• GIVEN TASK: Copy the material below, from the line containing "Would you mind tagging the metal" through the end of the material, swapping "metal drawer handle" for "brass cabinet knob" and changing nothing else. Leave the pictures out of your copy.

----- EXERCISE MATERIAL

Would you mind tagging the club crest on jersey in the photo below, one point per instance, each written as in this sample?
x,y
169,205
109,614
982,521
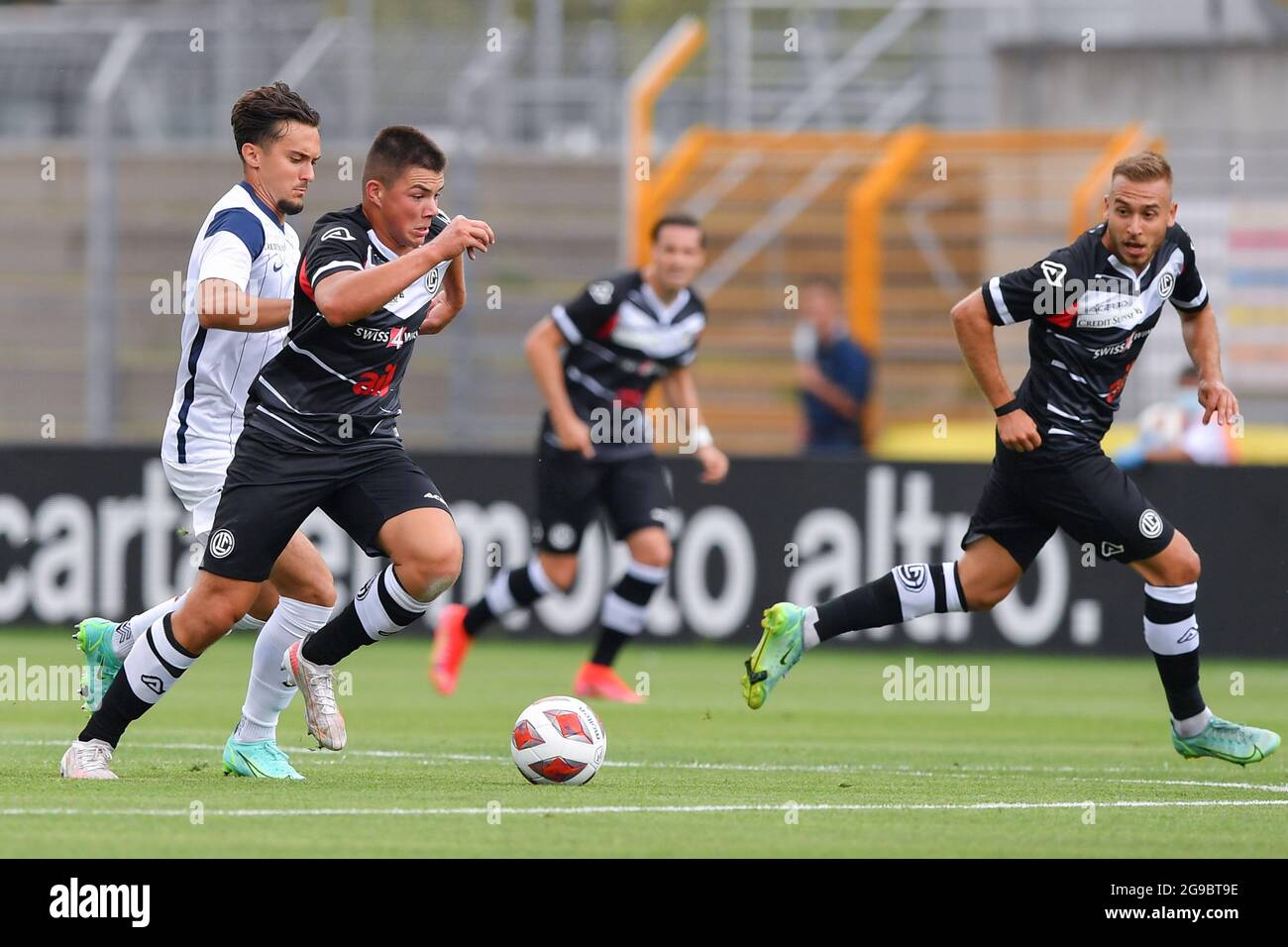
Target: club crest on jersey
x,y
1166,283
1054,272
1150,525
600,291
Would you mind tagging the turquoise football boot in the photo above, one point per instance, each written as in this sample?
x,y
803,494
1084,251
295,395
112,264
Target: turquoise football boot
x,y
94,639
261,761
781,647
1228,741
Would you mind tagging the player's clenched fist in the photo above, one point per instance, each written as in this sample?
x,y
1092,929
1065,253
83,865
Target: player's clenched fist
x,y
1018,432
465,236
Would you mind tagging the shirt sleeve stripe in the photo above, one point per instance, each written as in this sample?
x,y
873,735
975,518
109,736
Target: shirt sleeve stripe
x,y
243,224
566,325
1197,303
995,291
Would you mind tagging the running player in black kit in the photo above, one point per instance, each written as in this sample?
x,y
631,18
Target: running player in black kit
x,y
1090,307
321,432
619,337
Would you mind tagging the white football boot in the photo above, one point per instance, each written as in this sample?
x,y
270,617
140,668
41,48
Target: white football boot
x,y
86,761
317,688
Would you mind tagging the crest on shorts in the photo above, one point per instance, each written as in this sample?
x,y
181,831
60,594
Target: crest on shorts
x,y
913,578
220,543
1150,525
601,291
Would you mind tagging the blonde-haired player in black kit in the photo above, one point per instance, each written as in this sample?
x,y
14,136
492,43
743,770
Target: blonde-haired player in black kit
x,y
1090,307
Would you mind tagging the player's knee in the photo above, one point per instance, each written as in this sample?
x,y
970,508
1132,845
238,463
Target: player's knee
x,y
1188,569
314,590
983,595
561,570
652,549
432,567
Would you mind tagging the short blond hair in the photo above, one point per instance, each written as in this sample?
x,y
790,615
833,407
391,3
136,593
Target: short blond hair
x,y
1142,167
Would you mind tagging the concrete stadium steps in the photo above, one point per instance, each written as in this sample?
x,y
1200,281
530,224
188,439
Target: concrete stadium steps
x,y
557,224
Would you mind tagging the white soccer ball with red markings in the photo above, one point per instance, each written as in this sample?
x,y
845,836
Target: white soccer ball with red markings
x,y
559,741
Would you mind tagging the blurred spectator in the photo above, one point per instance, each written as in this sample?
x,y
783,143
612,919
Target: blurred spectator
x,y
832,372
1173,432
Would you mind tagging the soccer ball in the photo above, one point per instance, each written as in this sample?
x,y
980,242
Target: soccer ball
x,y
558,740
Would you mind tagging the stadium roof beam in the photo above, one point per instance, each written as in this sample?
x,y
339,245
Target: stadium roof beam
x,y
101,236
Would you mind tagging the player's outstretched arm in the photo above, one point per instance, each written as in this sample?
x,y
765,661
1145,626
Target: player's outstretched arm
x,y
449,302
975,338
682,393
1201,341
223,304
352,294
542,347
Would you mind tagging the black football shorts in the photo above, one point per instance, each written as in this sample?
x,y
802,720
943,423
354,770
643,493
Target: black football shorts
x,y
271,487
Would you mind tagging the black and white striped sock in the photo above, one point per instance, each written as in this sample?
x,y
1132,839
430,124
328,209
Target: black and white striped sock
x,y
903,594
625,608
510,589
1172,635
381,608
150,672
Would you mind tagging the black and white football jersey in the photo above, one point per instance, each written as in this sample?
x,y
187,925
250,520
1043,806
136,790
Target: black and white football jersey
x,y
621,339
1089,317
338,386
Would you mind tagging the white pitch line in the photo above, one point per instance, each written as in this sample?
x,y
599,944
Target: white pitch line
x,y
660,809
840,768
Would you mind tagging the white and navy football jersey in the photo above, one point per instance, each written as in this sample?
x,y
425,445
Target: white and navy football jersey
x,y
621,339
241,241
1089,317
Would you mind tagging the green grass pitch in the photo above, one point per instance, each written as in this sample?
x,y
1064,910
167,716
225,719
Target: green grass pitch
x,y
825,768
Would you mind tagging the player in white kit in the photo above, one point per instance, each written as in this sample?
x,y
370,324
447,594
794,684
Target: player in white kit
x,y
237,308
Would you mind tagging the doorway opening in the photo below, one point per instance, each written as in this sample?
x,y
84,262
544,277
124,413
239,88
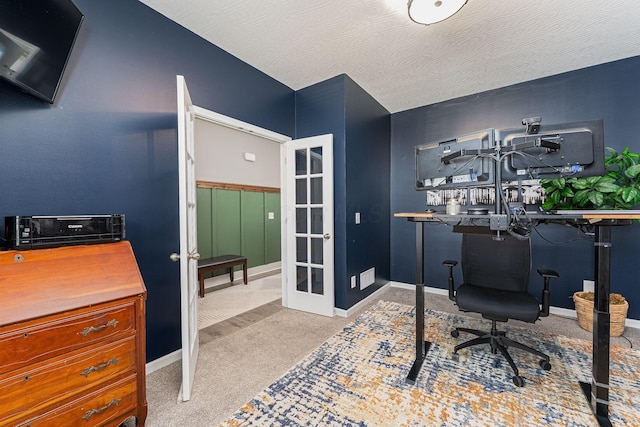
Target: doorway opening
x,y
238,201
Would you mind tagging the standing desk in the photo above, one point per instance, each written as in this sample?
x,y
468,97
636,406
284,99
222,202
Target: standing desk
x,y
598,391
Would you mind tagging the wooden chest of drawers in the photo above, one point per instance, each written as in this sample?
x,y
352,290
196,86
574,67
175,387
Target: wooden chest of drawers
x,y
72,337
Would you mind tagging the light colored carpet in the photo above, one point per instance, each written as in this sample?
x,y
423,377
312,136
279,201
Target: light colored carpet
x,y
357,378
226,303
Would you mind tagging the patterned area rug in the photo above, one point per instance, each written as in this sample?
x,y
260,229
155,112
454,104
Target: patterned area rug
x,y
357,378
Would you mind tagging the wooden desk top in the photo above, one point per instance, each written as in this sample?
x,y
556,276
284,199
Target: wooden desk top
x,y
42,281
538,216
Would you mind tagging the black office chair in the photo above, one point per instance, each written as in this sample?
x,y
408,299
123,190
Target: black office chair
x,y
495,281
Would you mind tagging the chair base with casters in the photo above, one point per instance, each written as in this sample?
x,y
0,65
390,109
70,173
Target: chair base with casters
x,y
498,341
495,281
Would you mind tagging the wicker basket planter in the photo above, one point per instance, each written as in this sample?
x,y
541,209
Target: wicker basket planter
x,y
618,307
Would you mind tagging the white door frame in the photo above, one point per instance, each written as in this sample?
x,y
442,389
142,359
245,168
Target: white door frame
x,y
188,256
220,119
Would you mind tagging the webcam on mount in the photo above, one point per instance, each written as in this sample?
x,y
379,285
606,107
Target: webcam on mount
x,y
532,124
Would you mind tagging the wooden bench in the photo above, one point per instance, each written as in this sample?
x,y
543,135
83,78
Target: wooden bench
x,y
219,262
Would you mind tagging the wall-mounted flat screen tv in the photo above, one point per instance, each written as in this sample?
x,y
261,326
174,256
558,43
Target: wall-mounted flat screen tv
x,y
555,151
463,161
36,38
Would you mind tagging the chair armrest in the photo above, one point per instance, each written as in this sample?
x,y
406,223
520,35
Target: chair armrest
x,y
450,263
546,294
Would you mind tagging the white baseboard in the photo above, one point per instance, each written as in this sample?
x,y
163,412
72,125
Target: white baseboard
x,y
168,359
559,311
346,313
163,361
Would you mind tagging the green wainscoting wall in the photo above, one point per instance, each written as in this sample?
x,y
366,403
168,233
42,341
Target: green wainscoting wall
x,y
239,221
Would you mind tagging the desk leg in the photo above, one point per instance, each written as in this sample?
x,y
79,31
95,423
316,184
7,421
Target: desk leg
x,y
598,391
422,346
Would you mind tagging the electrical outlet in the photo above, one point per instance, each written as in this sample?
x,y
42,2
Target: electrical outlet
x,y
367,278
588,286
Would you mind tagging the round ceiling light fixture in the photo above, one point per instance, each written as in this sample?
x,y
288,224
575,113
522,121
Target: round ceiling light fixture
x,y
429,12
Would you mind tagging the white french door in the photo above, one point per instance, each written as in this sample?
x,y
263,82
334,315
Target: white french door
x,y
309,204
188,256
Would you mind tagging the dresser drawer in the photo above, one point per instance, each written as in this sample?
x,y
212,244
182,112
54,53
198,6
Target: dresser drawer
x,y
103,407
40,341
46,383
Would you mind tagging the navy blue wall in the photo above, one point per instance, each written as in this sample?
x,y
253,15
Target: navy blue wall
x,y
368,127
609,92
360,128
109,142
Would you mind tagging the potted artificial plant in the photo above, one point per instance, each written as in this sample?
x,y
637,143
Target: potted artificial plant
x,y
618,188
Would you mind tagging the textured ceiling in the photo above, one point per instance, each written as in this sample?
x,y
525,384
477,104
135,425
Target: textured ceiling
x,y
487,45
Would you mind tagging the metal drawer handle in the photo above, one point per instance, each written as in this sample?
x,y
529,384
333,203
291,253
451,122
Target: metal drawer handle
x,y
99,367
88,330
93,412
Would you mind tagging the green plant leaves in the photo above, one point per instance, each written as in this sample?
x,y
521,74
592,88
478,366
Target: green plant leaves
x,y
618,188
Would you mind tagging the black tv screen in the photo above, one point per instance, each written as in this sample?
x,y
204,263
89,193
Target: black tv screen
x,y
454,163
36,38
555,151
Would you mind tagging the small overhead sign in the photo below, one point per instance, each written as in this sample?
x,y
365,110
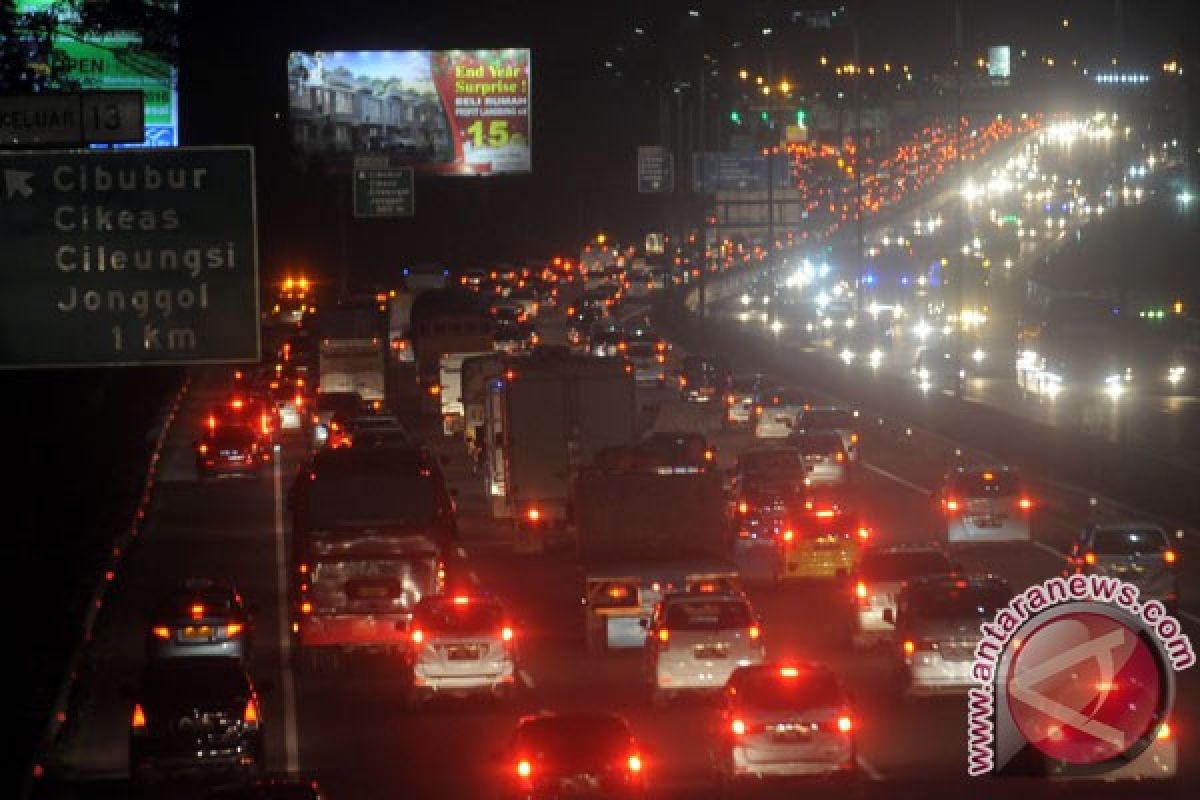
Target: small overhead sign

----------

• TASK OUTPUT:
Would you mind tagging the brass cabinet knob in the photo above, one point per instance, each written as in this sample?
x,y
529,384
333,203
291,253
451,122
Target: brass cabinet knob
x,y
99,367
88,330
93,412
Would you mind tagging the green plant leaves in the photo above, one point per instance, each written as in this sample?
x,y
521,74
592,88
478,366
Target: green plant leaves
x,y
618,188
Would you mind tagging the black tv screen in the photo above, one point per instance, each written as in this sample?
x,y
204,263
89,193
Target: black tv screen
x,y
454,163
36,38
555,151
Would you mind tagging the small overhead sign in the photo below, one point per instance, each written as in this sample?
x,y
365,110
Target: small overhead sign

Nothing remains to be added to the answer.